[[ Source data, beginning ]]

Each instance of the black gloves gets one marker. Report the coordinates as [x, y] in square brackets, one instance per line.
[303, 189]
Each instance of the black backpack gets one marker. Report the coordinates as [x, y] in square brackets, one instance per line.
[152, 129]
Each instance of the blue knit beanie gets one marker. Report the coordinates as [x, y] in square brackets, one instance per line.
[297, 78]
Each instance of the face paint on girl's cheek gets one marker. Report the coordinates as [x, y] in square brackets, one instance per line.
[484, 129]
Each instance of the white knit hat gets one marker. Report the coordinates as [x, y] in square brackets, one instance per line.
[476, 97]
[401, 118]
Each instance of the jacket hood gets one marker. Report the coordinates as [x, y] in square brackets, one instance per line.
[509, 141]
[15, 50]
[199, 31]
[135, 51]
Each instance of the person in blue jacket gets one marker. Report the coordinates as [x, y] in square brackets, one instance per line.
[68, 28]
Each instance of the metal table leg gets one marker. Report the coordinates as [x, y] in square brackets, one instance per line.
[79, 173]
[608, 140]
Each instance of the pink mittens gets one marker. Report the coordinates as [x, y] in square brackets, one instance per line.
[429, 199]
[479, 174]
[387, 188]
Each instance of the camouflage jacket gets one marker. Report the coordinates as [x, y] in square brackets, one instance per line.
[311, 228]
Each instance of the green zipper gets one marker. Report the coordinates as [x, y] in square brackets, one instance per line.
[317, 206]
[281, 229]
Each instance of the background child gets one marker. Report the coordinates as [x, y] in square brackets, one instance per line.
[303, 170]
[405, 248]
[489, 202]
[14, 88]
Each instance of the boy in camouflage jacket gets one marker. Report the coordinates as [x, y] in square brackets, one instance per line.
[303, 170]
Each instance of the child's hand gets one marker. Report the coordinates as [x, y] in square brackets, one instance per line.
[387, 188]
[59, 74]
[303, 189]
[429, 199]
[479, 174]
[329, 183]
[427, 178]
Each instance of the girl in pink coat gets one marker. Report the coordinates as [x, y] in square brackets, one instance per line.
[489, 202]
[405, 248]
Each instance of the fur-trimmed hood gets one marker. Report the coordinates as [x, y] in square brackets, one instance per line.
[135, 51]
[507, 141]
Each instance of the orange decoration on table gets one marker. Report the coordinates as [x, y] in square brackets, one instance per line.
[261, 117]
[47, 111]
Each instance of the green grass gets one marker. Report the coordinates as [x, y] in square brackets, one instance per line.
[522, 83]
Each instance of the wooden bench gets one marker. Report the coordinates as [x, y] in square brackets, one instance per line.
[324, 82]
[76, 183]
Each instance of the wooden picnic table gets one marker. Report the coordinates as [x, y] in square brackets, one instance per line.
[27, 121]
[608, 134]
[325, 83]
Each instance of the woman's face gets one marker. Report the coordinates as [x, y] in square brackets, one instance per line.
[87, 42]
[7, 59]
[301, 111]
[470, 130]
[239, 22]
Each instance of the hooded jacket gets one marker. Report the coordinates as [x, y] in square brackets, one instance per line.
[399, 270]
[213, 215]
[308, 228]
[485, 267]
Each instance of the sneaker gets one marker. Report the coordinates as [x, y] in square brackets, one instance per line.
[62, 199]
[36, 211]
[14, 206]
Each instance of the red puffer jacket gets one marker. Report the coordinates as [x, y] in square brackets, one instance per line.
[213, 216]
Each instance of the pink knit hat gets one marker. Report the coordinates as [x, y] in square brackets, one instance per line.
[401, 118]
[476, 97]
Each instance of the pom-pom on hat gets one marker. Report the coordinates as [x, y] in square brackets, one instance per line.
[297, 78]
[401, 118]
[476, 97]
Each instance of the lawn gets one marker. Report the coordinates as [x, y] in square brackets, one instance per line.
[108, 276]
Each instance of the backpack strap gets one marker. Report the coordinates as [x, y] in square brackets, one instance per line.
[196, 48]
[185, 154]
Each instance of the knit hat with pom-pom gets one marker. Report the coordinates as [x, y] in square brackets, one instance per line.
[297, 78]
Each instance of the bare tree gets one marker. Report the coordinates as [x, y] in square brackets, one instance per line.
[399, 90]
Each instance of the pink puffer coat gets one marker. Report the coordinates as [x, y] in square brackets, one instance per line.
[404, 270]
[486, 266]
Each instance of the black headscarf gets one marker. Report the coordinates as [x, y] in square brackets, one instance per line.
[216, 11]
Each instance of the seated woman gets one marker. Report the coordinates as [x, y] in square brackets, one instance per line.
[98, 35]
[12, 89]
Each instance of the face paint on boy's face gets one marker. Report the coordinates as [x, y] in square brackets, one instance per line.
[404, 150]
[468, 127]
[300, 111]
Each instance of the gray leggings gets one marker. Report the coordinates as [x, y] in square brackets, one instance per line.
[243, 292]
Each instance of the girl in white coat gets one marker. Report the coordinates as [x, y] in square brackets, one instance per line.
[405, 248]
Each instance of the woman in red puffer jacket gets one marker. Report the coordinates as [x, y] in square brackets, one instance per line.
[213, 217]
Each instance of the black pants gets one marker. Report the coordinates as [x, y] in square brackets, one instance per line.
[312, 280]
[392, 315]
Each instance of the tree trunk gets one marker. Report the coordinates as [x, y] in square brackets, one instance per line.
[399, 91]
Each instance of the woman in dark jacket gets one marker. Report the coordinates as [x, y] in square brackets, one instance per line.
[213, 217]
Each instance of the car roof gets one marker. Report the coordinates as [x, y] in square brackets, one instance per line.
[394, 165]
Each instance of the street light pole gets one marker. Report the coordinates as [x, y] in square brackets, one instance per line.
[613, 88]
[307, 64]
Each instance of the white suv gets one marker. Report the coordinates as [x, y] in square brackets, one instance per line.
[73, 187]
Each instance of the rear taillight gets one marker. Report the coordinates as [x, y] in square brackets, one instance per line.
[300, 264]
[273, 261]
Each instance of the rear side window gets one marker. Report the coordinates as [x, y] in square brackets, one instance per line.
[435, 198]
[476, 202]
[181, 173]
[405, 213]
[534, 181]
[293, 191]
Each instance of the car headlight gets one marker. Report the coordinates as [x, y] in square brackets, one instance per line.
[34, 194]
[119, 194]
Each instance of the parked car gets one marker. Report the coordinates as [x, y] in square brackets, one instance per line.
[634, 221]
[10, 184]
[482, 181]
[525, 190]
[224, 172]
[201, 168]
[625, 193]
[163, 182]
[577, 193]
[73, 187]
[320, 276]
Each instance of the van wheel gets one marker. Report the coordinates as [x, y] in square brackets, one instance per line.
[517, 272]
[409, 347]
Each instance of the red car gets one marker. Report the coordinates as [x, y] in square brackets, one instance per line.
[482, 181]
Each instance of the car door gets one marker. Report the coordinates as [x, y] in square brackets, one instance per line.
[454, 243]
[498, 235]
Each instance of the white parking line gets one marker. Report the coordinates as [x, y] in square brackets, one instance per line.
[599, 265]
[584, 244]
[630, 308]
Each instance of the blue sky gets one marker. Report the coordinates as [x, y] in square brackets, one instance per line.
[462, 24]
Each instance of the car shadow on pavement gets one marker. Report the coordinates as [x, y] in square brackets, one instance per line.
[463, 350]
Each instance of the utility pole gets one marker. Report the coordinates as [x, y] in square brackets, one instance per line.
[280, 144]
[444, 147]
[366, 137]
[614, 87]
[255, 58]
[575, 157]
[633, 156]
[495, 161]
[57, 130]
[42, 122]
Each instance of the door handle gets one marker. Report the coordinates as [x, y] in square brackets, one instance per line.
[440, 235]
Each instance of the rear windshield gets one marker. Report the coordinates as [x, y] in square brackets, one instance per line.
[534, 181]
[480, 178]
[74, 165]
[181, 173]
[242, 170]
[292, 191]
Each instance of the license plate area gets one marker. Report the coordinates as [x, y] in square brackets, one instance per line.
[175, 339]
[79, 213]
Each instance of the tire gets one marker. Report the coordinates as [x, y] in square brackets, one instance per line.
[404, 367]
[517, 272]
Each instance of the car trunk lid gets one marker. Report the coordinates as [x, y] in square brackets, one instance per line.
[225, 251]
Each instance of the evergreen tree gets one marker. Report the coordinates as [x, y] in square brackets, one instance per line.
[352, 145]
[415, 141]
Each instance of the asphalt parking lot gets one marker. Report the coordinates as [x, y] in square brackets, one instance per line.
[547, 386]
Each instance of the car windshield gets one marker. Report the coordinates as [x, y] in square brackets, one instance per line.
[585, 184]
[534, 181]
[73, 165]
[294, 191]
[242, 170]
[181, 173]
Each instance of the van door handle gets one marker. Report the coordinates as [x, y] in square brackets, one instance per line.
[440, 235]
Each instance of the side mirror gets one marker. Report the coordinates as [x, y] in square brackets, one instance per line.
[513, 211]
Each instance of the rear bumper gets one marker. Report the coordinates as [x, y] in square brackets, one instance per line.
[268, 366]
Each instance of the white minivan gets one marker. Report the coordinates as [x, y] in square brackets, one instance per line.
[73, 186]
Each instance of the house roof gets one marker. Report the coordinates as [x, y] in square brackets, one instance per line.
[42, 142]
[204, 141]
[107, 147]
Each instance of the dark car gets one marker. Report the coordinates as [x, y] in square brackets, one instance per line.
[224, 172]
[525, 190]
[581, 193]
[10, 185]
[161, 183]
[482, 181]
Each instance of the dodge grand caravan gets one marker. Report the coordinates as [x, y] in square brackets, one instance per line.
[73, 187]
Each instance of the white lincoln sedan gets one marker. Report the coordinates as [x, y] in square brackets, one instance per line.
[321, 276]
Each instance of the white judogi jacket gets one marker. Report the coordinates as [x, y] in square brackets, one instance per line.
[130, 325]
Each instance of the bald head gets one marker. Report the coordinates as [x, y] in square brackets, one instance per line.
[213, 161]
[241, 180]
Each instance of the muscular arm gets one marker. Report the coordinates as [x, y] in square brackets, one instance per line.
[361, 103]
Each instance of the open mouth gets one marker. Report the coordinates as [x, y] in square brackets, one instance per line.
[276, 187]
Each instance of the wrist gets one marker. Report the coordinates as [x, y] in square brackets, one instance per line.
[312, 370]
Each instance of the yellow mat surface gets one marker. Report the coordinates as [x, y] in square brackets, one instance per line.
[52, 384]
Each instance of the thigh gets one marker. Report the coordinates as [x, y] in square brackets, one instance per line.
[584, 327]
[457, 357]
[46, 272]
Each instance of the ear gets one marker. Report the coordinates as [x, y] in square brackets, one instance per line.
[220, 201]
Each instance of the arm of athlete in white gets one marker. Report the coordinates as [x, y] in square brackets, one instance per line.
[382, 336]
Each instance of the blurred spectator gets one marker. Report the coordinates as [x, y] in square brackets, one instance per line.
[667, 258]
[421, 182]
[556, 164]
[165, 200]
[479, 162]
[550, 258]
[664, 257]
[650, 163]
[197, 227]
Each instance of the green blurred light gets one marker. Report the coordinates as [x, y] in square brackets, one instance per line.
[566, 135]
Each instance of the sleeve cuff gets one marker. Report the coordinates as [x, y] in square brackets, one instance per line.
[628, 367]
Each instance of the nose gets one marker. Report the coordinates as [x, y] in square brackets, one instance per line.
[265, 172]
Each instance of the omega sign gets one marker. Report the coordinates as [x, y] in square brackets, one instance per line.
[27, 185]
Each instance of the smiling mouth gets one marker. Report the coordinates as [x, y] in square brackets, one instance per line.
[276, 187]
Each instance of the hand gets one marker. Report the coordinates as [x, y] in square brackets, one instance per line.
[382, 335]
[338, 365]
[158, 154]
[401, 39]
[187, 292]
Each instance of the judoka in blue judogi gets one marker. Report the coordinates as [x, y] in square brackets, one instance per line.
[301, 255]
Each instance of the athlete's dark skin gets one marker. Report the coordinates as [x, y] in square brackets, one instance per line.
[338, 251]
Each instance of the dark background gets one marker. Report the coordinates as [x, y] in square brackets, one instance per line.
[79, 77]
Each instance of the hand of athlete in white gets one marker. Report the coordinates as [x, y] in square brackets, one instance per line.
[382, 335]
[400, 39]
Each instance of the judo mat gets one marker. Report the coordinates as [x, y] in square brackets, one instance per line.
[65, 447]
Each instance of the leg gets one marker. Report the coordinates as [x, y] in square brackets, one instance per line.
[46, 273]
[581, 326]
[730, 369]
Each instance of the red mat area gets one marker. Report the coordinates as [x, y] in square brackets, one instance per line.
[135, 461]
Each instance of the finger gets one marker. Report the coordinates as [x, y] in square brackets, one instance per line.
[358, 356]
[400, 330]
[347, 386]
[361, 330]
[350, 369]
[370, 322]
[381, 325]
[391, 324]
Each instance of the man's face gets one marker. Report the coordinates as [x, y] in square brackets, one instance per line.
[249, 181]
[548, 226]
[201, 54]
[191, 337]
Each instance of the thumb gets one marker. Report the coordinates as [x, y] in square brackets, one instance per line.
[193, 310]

[[ Source data, end ]]

[Action item]:
From the line holding "Each instance of the thumb" down to the final line above, quote every line exactly and only those lines.

[Answer section]:
Each instance of the thumb gets one marker. Report the coordinates as [x, y] in square brackets, one instance per line.
[193, 310]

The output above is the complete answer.